(Collected data)

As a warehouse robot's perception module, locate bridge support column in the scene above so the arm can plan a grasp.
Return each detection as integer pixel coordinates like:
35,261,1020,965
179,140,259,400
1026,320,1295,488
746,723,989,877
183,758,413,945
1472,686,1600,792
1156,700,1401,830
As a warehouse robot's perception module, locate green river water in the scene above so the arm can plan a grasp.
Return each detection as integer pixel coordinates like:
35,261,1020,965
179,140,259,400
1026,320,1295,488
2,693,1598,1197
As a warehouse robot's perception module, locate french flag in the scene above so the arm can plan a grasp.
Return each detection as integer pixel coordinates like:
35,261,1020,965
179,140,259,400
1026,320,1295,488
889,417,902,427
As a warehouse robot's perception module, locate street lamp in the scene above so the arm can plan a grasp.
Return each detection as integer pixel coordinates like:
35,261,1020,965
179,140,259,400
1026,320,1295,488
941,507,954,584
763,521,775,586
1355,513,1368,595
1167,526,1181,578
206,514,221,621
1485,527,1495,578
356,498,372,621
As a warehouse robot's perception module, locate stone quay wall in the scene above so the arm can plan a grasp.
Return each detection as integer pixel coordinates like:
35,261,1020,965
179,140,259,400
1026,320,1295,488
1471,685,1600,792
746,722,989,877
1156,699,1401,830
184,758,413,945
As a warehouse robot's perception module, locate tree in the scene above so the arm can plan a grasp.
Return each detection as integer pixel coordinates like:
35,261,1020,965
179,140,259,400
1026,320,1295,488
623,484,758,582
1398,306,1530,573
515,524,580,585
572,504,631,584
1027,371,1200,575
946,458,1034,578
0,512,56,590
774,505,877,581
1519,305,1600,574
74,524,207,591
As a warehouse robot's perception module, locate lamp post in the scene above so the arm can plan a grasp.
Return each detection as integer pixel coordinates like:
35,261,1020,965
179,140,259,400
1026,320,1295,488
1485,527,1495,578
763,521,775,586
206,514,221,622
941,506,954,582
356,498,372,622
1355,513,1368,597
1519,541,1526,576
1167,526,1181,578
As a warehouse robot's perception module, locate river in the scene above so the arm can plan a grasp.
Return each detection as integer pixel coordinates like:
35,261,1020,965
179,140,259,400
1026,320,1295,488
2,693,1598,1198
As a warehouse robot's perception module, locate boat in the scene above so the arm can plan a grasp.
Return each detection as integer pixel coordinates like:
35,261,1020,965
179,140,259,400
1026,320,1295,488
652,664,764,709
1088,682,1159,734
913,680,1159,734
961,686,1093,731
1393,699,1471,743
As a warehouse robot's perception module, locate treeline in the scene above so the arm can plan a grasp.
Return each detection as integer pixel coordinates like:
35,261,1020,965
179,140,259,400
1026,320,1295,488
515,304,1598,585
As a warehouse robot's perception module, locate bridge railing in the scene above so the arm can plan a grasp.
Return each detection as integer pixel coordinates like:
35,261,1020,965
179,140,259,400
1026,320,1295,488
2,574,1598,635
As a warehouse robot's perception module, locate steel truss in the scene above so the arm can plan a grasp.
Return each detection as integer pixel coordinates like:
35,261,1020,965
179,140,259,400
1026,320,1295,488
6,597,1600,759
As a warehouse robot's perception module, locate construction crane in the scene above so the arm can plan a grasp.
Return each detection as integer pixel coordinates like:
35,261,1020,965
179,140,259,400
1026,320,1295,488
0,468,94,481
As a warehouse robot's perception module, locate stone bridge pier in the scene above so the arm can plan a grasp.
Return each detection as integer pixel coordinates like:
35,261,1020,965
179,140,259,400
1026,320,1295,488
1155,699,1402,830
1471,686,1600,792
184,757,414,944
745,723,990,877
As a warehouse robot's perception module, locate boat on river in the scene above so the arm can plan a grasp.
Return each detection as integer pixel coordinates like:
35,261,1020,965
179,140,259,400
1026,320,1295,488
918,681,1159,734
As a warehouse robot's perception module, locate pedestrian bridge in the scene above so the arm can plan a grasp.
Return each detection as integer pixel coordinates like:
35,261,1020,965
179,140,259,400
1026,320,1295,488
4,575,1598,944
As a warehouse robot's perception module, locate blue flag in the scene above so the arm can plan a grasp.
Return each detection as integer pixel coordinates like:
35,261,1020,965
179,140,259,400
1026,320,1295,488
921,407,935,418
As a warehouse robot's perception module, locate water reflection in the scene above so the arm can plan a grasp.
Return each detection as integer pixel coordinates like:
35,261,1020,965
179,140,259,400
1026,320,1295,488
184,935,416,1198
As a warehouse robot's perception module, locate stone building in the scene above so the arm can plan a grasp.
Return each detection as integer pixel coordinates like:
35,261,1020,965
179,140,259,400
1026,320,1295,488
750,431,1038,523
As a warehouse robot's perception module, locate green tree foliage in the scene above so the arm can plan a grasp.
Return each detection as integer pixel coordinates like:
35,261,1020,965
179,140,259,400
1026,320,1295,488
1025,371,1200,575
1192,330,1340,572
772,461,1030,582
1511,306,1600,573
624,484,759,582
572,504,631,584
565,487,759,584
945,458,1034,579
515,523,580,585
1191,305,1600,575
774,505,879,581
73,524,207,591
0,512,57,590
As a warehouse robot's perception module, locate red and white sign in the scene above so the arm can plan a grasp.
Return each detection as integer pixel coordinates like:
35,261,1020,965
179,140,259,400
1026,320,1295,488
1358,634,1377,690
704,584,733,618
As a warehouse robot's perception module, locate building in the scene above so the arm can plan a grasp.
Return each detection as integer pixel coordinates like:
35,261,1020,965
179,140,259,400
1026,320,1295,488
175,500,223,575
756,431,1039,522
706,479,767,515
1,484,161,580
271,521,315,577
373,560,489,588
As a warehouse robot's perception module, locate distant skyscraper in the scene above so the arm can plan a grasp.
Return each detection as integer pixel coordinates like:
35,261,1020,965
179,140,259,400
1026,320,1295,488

▸ DIRECTIONS
Look over the entries for "building", then copy every line that includes that string.

▸ TASK ANSWER
As a warehouse robot's perception module, locate stone building in the scene above so the arm can plan a grasp.
As a warehouse robot's perception module, locate building in the scene above so the arm can plan a grasp.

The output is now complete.